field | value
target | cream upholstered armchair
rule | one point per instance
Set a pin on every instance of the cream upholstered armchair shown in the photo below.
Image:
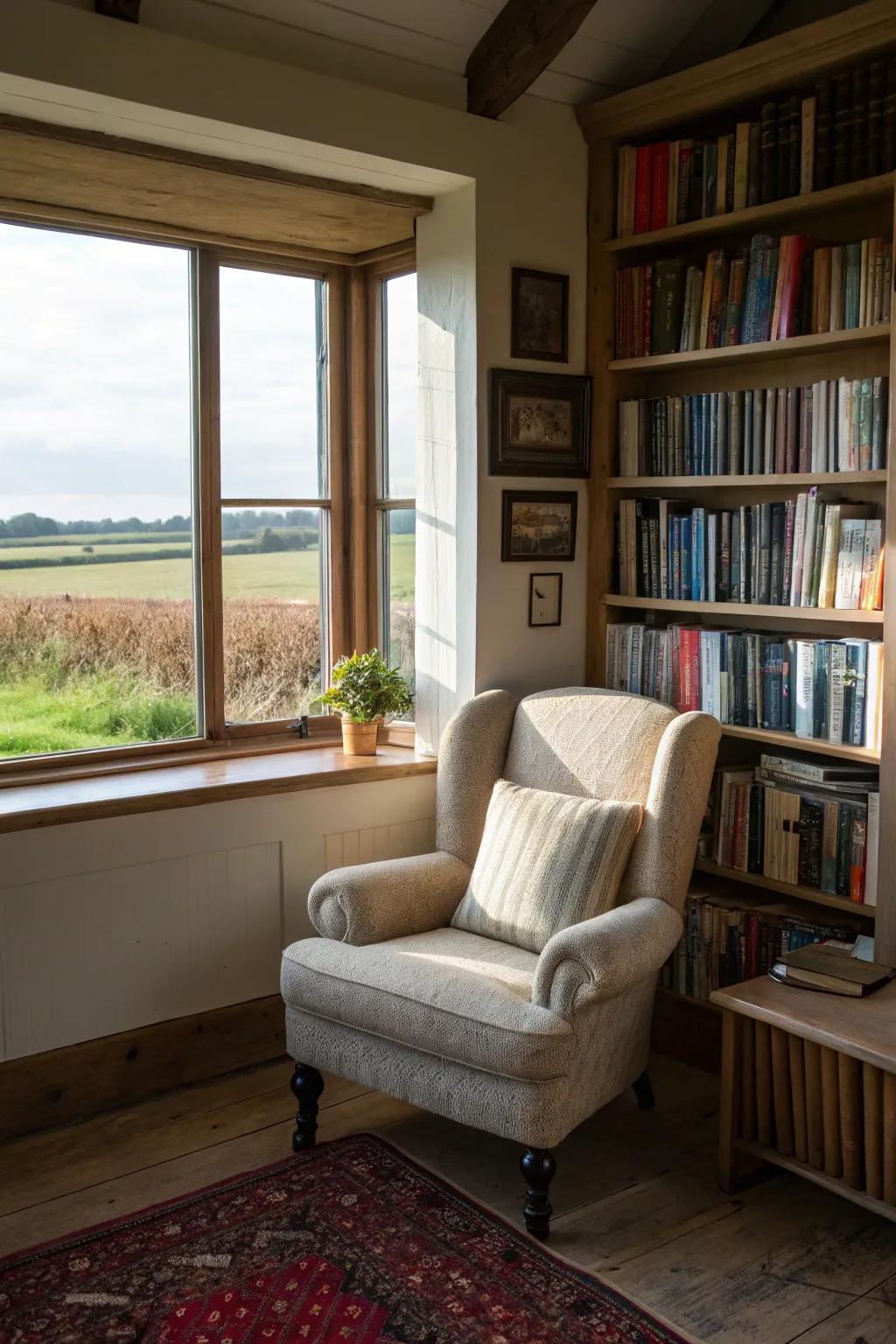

____

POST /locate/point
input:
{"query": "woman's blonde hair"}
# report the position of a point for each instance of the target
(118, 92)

____

List each line from the entries above in which the string "upholstered" occurs.

Exercise answer:
target | cream upholstered armchair
Set a pin on every instance of the cream upholstered armchair shown in the photo below.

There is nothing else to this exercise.